> Directions for this task
Transcribe the lines below verbatim, keeping every character, coordinate pair, and line break unchanged.

> Extracted records
————————
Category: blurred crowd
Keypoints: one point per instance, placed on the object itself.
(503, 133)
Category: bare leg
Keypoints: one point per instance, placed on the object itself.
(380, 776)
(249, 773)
————————
> Response to this task
Category: blurred crowd
Keypoints: one point per instance, placed on the object itself.
(503, 133)
Category: bare leg
Keypoints: one point per instance, placed on the object itself.
(380, 776)
(249, 773)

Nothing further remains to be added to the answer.